Go through the listing and copy every line word for word.
----
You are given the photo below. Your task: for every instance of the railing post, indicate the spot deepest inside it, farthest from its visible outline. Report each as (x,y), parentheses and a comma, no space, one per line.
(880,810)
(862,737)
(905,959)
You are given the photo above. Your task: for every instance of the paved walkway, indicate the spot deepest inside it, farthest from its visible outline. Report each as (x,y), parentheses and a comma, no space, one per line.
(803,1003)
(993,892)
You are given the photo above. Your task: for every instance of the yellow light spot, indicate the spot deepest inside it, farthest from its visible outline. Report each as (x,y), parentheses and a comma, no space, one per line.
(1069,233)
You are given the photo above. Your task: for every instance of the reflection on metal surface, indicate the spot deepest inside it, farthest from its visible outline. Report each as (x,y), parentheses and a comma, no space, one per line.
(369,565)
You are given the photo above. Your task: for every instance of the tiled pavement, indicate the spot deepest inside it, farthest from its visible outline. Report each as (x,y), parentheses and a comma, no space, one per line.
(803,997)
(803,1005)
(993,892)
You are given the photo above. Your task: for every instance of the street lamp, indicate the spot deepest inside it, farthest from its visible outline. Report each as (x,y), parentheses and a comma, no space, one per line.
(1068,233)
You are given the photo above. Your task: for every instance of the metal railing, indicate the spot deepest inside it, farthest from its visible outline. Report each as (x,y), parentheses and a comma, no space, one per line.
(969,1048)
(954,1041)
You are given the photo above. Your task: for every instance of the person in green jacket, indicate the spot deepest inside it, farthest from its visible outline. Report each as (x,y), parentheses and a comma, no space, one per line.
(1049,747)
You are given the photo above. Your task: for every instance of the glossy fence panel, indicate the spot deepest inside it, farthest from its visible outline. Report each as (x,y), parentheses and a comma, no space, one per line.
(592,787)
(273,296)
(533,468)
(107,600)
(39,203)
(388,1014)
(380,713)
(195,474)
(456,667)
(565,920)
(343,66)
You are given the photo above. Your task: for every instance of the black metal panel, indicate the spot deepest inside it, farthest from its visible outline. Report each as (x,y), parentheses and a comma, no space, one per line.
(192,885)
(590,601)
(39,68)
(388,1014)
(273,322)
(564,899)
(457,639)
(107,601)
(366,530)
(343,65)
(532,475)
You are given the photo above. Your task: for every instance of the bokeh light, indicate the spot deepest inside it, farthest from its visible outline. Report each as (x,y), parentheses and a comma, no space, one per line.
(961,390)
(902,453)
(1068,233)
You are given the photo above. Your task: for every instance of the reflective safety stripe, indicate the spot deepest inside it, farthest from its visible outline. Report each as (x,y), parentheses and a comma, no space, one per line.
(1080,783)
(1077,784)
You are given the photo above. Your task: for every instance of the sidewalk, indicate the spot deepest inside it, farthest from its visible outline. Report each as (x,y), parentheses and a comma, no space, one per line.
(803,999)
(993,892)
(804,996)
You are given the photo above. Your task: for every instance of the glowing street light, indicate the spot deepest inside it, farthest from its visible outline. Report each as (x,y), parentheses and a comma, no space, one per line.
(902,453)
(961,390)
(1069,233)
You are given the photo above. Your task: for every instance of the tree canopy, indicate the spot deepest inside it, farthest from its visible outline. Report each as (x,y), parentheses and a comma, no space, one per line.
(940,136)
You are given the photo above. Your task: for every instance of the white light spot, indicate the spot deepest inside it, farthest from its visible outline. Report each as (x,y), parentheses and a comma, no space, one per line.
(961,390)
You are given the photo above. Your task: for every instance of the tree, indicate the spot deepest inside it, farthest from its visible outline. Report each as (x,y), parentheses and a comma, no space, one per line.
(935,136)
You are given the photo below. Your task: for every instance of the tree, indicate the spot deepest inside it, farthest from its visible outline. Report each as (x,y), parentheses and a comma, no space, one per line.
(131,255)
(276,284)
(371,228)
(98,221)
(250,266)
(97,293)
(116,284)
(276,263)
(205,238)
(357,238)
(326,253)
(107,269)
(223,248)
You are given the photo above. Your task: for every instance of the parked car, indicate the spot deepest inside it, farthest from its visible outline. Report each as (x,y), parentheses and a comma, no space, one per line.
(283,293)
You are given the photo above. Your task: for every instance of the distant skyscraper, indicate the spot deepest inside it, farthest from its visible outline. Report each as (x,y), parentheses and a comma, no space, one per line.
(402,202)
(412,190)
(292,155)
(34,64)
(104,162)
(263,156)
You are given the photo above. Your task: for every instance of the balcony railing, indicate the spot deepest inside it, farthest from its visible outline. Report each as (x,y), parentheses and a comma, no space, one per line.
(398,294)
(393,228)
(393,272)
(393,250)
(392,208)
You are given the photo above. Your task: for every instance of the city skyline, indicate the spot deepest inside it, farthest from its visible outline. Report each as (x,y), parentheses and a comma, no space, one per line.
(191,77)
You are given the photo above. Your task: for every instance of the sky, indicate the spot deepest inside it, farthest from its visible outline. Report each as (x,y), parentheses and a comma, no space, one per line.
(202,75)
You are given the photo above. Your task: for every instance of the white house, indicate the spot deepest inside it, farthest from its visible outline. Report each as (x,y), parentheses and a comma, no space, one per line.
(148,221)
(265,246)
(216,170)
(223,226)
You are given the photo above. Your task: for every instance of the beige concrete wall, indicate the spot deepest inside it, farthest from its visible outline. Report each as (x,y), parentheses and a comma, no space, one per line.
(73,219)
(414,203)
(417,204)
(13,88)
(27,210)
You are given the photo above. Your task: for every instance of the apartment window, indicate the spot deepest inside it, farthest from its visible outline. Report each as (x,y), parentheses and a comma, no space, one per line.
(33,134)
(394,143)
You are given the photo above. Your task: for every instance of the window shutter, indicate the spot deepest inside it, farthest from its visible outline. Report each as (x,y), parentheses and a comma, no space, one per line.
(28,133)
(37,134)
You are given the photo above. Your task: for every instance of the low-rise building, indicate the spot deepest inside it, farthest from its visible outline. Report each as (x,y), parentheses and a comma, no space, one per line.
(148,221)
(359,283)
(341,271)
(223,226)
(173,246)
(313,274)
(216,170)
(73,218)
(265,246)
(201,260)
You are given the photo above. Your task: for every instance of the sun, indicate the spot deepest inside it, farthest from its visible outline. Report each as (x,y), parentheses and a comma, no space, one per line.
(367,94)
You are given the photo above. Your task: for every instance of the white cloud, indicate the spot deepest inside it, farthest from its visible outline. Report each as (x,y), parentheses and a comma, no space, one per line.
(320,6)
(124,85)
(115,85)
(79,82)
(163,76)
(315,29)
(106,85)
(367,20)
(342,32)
----
◆ **RESPONSE AREA**:
You are given the photo below. Your task: for every instance of the railing post, indicate the spot deepest inside it, farthest from its visible outline. Report each as (x,y), parentheses and a comma, no space, one per line.
(880,810)
(862,737)
(905,959)
You are given the photo above. Your task: for every instance of the paved walkway, indicate the spot deepest inside it, farthest from its visible outline. Report each as (x,y), parentheses and a comma, no space, one per line.
(803,1003)
(993,892)
You are given the photo above. Your task: for every instance of the yellow light spot, indicate the spot deepest inside it, farthest from its visible outline. Report each as (x,y), parentheses and a comma, no space, one per line.
(1069,233)
You are given the photo above. Your task: for every instance of the reflection on metal surface, indicate the spot deepest inside it, farthest from its visible outline. Report each as (x,y), parentheses and a comma, no space, one per line.
(369,565)
You are given the photo above. Your task: for every instance of the tiled pavement, indicate the spot deepest inside it, farthest from its visible outline. Report each as (x,y), parentheses and a comma, no space, one per line.
(803,997)
(803,1005)
(993,892)
You are given the photo above. Your task: for every instance of the street lamp, indicate the spot deepest inside it, farthest from its visible outline. Report each as (x,y), parentheses and a comma, no space, one per line.
(1068,233)
You are given the photo above. Your task: for every instance of the metal railing, indicate the spot deepest inside it, farthest from its visible outline. Report each as (x,y), parentheses and a comma, no space, one per line.
(969,1048)
(954,1041)
You are given the photo above. Your task: for every instance of the person in green jacket, indicate the spot deepest inside it, farthest from its visible outline. Report each as (x,y), parentheses and a comma, no space, one per line.
(1049,747)
You are given the photo above. Your task: for every instance of the glossy fence panel, indicate the spot deepest inside it, farthest from its visible outline. Report each as (x,y), parentheses and a comma, no space, one per line.
(592,787)
(273,296)
(533,468)
(107,600)
(39,203)
(388,1014)
(380,713)
(195,474)
(456,667)
(565,920)
(343,66)
You are given the photo above. Your task: for every instance of the black metal panel, indicate the spot deepest inside it, farthest from its visible outline. Report each as (x,y), parentheses and a comma, no space, one per line.
(192,885)
(590,601)
(39,68)
(388,1014)
(273,322)
(564,899)
(457,639)
(107,601)
(366,530)
(343,65)
(532,475)
You are given the photo above. Your task: for every instance of the bokeh light, indicate the spot deepest inside it, farthest from its visible outline. Report each as (x,y), parentheses and a comma, no space, one per line.
(961,390)
(902,453)
(1068,233)
You are given the photo above. Your task: for every instance of the reflective safety stripe, indicate the spot deepest inside it, farthest from its visible outline. Report each as (x,y), parentheses and a comma, no space, one per line.
(1080,783)
(1077,784)
You are given the photo above. Your task: for every instance of the sidewalk, indicate the spot deepest inside it, farthest from its visible outline. Report each as (x,y), parentheses and a comma, no space, one per line.
(803,999)
(993,892)
(804,996)
You are given the photo above. Your task: for every instance of the glowing street light, indicate the spot deepest inside it, farthest from its visible outline. Report each as (x,y), parentheses and a comma, no space, one per line.
(902,453)
(961,390)
(1069,233)
You are given the photo above. Your task: for every instance of the tree canopy, indicate the spot deepest inside it, farthest from its visible outline. Report each as (x,y), parentheses and a comma, no space, one per line.
(940,136)
You are given the photo above. Your task: for every instance of the white light spot, indicate the spot deepest inside it, farthest from its visible outline. Report each as (x,y), parentheses and a comma, no space, one per line.
(961,390)
You are given the photo above. Your task: for every instance of the tree, indicate the spot deepest inside it, farthest from its visible outline. Report each as (x,y), parentheses and a comma, no space, one per line.
(935,136)
You are given the photo below. Your task: for every instance of the tree, indicate the spot deepest inside it, farthest from its visible outline. Report each as (x,y), parentheses and a comma, no space, one per line.
(131,255)
(276,284)
(371,228)
(98,221)
(250,266)
(97,293)
(116,284)
(276,263)
(205,238)
(357,238)
(326,253)
(107,269)
(223,248)
You are given the photo above. Your task: for every instance of the parked car, indicate the spot deepest inside it, farthest from its visible outline. Report each as (x,y), parentheses and a comma, no space, one per line.
(283,293)
You are given the photo above. Your task: for every instance of the distant skyscraper, indicate the spot deepest inside it, farthest from its visible outline. Report each as (x,y), parentheses and a comma, no space, one per line.
(402,202)
(412,190)
(292,155)
(34,64)
(104,162)
(263,156)
You are given the photo above. Your task: for every instance of the balcony railing, indicate the spot deepest inside it, farthest from its visible outline. Report each as (x,y), parentheses and a comma, no space, one per line.
(398,294)
(393,228)
(393,272)
(393,250)
(392,208)
You are given the photo above. Your task: for every instance of the city skyline, indicate the spot deepest inside it, farthest from its visible outline. Report each as (x,y), parentheses and a comma, no space, one per line.
(191,77)
You are given the photo above. Your task: for every instance of the sky, indicate the spot deepest inside it, farthest from its visible outline. Report each as (x,y), parentheses and a comma, no space, one per line.
(202,75)
You are given the photo above. Your task: for every instance of the white house, indicate the spot deepest inside it, farthest from its visible outline. Report each as (x,y), parentheses and a comma, no space, one per line.
(148,221)
(265,246)
(216,170)
(223,226)
You are given the photo above. Your task: for every instance of the beige concrete wall, indicate the spot deepest inside it, farthest from its visible outline. Report each as (x,y), parentheses and a comma, no space, one per line.
(73,219)
(414,203)
(417,204)
(13,88)
(27,210)
You are given the photo above. Your task: for every instance of the apartment window, indicate the spot deepest inside it, farthest from its visible outline. Report each as (x,y), parentheses and a comma, no space, one per line.
(33,134)
(394,143)
You are given the photo above. Your task: for every instance of the window shutter, indicate the spot deepest inside it, farthest from its visible outline. Report each as (x,y), parentheses and a comma, no space, one per line.
(28,133)
(37,134)
You are given the photo above. Your task: for every instance of the low-rise building, indicate the spot deepest inside it, farthest from its visible outline. Report each as (x,y), parentheses and a comma, no space, one per line.
(148,221)
(359,283)
(341,271)
(223,226)
(173,246)
(313,274)
(216,170)
(73,218)
(265,246)
(201,260)
You are given the photo above. Your task: for every instance of the sun, indicate the spot deepest inside it, farthest from its visible outline. Report each as (x,y), parentheses and a comma, no space, one per line.
(367,94)
You are given the photo above. Your task: for every instance of the white cloud, indicate the spot deepest inside it, farthest from its visible outline. Report each as (x,y), parentheses and a comma, no space, one per line.
(320,6)
(124,85)
(115,85)
(79,82)
(163,76)
(315,29)
(106,85)
(367,20)
(342,32)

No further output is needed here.